Back in the days of the Soviet Union, there were two official newspapers: Pravda (“The Truth”) and Izvestiya (“The News”). A friend of mine who grew up in Russia during those times told me of the cynical saying, Pravda nye Izvestiya, Izvestiya nye Pravda …in English: “The Truth is not The News, and The News is not The Truth.”

We chuckled about it because we were both sitting in the good old US of A, where the news really is the truth. My god, what naiveté! The current conventional wisdom may have Vladimir Putin winning at cyber-warfare and fake news, but it’s a fact that misinformation has roamed the West since long before our great-grandparents were there to take it in.

American political campaign smears have been de rigueur since George Washington retired. The election of 1800 featured a memorable lie that labeled John Adams “hermaphroditic”—and that was just a beginning. Going back even further, Napoleon is often credited with this sad insight: “History is a lie agreed upon.”

…and so are current events, it would seem. Consider that you and I have been reading fake news since we were children, off the covers of the National Enquirer and other tabloids in the checkout line at the supermarket. If fake news was a drug, those rags would be the entry-level item.

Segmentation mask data

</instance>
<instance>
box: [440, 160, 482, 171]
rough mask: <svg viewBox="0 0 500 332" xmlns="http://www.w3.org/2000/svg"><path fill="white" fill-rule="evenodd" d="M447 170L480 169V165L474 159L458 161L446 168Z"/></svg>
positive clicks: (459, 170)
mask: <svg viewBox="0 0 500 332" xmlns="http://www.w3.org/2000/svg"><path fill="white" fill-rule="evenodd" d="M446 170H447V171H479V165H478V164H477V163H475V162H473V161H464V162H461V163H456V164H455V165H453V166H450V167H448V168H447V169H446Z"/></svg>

## [Work instruction 1]
In the essay on fake news, what false label did the election of 1800 attach to John Adams?
## [Work instruction 2]
Continue the essay on fake news from its final sentence onward.

## [Exercise response 1]
It labeled him "hermaphroditic."

## [Exercise response 2]
Moving on to the harder stuff of conspiracy theory required a bit more effort when I was young. The 1967 Arab-Israeli war was still in America’s memory when the 1973 war found me meeting weekly with a group that knew a global catastrophe / financial collapse was coming. War would trigger it …or something else. The End Is Near!—that much was certain.

I couldn’t remain a believer in their social apocalypse—you need a true obsession to keep that up in the face of daily reality. But I learned that I didn’t have the survival skills to head for the hills, nor the resources needed to stock up before society fell apart.

I should have become a supplier of survival goods. I’d be rich now.

Several disturbing aspects of this decade’s fake news trend are coming to the White House on January 20th:

  • Trump’s personal history as a birther, and his tight friendship with the owner of the National Enquirer, a publication he often quoted on the campaign trail.
  • Top security advisor Michael Flynn most recently pushed the story about Hillary’s Pizzagate” child slavery ring (and before that, numerous other non-truths mocked in the intelligence community as “Flynn Facts”).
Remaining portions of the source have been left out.